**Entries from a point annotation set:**
** Start **

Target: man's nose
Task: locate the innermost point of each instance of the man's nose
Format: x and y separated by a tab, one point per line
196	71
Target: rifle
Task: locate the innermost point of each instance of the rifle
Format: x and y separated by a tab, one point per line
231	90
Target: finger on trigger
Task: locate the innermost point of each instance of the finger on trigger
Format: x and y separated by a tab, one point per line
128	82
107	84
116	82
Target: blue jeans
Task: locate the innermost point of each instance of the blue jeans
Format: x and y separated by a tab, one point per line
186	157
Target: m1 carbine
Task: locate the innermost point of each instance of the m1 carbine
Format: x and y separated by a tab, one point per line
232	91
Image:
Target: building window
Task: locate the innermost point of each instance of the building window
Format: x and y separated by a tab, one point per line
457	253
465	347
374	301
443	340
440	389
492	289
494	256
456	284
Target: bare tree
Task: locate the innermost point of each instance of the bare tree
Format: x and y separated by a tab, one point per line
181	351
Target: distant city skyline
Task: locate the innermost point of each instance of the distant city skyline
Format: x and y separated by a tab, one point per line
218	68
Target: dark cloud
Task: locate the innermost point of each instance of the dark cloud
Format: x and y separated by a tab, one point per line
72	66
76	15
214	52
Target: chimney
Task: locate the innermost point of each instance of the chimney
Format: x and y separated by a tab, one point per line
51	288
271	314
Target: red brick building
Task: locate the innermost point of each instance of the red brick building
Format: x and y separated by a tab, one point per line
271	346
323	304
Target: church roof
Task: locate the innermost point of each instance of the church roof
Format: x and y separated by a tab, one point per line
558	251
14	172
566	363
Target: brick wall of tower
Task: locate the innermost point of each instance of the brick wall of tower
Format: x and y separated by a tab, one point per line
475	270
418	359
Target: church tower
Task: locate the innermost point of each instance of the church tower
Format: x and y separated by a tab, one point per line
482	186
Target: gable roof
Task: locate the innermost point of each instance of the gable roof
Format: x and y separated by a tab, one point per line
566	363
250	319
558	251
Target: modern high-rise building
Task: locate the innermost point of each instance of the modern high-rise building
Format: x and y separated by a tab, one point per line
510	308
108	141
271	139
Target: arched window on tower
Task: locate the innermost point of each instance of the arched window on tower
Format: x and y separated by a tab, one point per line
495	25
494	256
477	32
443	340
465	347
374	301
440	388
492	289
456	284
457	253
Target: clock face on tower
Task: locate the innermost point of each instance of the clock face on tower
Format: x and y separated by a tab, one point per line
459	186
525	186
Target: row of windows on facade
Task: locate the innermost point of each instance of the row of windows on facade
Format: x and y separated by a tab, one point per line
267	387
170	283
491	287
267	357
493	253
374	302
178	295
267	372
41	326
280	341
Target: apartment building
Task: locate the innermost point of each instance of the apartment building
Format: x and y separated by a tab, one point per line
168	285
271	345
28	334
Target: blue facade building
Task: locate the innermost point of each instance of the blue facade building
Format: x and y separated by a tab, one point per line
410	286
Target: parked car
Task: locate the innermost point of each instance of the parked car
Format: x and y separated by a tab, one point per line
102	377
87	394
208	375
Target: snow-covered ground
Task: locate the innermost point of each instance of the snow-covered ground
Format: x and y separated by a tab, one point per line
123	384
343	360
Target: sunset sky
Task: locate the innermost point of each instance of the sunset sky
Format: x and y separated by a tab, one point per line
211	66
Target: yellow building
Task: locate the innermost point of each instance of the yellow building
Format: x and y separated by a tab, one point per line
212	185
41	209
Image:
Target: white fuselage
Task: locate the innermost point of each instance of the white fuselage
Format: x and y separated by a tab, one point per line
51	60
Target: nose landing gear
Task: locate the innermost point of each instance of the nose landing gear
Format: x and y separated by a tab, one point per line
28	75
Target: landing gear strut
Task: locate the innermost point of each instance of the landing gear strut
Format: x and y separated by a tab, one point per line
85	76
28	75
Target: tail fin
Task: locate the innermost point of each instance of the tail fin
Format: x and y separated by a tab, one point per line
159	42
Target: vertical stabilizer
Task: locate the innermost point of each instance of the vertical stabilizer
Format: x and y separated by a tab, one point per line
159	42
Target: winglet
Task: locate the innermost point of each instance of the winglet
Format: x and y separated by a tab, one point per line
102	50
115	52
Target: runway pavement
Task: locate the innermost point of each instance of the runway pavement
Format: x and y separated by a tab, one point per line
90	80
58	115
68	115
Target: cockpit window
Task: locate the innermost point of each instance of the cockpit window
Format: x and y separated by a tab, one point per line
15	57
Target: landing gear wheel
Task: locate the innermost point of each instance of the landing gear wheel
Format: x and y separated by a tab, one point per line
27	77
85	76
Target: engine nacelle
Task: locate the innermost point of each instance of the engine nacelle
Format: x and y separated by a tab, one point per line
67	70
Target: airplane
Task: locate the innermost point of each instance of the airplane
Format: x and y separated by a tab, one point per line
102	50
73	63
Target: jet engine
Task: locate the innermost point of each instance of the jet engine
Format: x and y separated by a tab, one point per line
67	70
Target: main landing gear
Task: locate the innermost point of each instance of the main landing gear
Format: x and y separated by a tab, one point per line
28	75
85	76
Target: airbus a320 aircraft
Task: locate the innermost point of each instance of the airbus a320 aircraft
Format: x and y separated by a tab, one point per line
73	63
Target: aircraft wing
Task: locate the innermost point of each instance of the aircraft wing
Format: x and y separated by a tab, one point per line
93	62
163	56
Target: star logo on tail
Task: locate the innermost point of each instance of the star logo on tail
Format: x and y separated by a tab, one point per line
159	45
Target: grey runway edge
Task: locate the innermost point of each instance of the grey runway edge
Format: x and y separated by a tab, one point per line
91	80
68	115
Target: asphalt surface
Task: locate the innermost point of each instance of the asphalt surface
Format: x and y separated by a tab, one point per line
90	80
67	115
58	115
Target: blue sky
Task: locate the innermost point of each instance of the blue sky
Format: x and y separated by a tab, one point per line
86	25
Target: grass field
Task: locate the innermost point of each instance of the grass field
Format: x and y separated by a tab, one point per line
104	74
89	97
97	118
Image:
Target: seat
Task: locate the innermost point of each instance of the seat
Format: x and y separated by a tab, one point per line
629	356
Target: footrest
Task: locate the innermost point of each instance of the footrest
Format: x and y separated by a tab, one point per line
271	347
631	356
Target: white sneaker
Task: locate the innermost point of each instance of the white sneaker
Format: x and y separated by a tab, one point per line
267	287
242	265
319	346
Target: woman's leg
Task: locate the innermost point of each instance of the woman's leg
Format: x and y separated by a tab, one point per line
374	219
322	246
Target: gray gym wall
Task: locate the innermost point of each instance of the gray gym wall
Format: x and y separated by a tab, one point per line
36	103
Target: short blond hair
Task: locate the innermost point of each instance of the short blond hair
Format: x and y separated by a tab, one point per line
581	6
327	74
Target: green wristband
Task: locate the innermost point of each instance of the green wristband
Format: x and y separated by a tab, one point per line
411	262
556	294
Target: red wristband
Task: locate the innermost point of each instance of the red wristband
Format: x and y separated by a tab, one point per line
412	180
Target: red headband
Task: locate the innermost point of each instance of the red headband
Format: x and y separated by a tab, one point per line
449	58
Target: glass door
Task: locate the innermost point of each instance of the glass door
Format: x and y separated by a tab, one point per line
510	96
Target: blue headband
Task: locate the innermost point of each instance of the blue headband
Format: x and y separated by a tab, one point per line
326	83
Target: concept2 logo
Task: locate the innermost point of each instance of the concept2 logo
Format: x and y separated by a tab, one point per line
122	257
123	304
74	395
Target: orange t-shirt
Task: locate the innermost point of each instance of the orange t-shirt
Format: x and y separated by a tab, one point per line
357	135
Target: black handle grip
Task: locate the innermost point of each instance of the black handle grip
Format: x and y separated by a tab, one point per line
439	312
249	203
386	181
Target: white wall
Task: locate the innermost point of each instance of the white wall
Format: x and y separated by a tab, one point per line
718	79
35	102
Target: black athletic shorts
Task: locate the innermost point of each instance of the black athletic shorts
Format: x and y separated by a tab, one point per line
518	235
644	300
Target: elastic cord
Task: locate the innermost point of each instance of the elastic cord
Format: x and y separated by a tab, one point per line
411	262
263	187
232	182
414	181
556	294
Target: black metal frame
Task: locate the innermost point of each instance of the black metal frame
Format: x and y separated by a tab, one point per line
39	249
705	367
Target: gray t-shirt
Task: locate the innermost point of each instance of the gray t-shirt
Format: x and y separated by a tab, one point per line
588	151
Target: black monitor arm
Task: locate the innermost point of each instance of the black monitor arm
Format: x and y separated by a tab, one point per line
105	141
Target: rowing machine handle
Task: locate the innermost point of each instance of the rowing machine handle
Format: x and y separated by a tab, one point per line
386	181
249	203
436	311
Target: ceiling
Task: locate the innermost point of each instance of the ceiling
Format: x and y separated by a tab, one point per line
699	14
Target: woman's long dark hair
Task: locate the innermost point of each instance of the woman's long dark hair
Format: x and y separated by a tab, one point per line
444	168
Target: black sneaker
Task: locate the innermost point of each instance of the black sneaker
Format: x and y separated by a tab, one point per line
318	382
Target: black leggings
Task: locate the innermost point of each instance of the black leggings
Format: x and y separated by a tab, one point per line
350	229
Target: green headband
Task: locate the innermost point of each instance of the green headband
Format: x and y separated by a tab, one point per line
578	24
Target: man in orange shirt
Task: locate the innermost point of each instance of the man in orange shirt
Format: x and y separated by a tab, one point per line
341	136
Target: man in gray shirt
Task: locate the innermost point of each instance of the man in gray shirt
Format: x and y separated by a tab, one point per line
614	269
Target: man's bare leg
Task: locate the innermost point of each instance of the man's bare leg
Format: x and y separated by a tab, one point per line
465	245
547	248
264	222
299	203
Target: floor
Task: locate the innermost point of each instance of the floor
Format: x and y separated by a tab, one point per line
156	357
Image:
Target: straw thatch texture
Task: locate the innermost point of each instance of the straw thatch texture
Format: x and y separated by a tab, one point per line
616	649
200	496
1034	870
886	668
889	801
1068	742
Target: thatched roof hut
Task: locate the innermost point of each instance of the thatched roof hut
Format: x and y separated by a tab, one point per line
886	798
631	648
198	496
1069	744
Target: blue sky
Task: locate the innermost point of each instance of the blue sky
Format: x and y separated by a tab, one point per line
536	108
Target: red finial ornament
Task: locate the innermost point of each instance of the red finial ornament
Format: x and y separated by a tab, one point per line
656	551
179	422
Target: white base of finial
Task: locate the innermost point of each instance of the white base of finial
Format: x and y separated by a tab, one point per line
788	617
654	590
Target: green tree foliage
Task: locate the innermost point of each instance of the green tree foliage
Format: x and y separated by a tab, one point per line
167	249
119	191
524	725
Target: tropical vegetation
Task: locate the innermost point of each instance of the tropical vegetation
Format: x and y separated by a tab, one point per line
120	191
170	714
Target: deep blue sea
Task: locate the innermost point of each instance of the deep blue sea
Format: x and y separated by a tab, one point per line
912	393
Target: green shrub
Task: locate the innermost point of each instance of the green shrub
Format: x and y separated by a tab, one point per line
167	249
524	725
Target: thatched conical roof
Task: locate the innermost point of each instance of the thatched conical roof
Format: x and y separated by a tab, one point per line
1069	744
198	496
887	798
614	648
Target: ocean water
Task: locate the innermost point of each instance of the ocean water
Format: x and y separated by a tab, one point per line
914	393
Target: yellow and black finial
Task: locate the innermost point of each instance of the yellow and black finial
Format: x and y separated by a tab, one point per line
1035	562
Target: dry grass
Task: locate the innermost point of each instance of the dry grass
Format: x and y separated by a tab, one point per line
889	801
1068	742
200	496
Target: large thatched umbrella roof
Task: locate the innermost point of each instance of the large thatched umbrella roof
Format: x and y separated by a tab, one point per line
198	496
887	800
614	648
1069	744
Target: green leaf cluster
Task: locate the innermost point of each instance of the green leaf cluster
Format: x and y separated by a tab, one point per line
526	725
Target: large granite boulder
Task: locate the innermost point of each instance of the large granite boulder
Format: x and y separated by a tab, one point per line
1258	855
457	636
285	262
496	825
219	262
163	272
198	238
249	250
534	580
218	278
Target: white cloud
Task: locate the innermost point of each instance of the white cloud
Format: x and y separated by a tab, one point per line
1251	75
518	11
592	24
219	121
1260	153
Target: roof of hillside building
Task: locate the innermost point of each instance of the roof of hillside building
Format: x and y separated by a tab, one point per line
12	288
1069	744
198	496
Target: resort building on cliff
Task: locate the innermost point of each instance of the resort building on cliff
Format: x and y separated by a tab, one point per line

** End **

**DIRECTIVE:**
Each line from the one with "Target: green shrub" through the last line of the records must be written out word for word. Include nothing else.

**TASK RESPONSE:**
Target: green shrub
Task: locate the innermost point of each instance of the green shrub
Format: x and y separated by a tab, one point per line
167	249
524	725
Target: thatched conical roof
Task: locate the innermost point of each instance of the thatched conical roof
Format: x and y separated by a tab, one point per line
1069	744
198	496
887	798
614	648
Target: ocean water
Task: locate the innermost point of each instance of the ocean water
Format: x and y separated by a tab, one point per line
914	393
Target: yellow and black finial
Task: locate the innermost point of each instance of the yellow and black finial
Format: x and y separated by a tab, one point per line
1035	562
Target: dry grass
Task: locate the innermost point of each instance of the dry grass
Format: x and y separated by a tab, one point per line
889	801
1068	742
200	496
Target: large thatched umbrella roof
Task: locate the innermost point of each instance of the large thatched umbrella roof
Format: x and y separated by a tab, one point per line
198	496
887	800
614	648
1069	744
Target: green leaf cluster
Task: locate the innermost point of each instance of the green leaf cluster
Format: x and y separated by a tab, one point per line
526	725
Target: large granite boulder
Task: locate the innermost point of each instance of the large granite boulder
Format: x and y separated by a tab, one point per line
1258	855
457	636
285	262
496	825
219	262
163	272
198	238
249	250
534	580
218	278
Target: white cloud
Task: locate the innermost point of each instance of the white cloud
Format: x and y separated by a tab, one point per line
1251	75
518	11
592	24
219	121
1260	153
Target: roof of hillside building
Task: locate the innermost point of each instance of the roof of hillside building
Format: x and y separated by a tab, one point per line
12	288
1069	744
198	496
Target: resort building on cliff
Task: locate the innermost point of each instance of the resort building on cliff
Format: x and y separated by a tab, one point per line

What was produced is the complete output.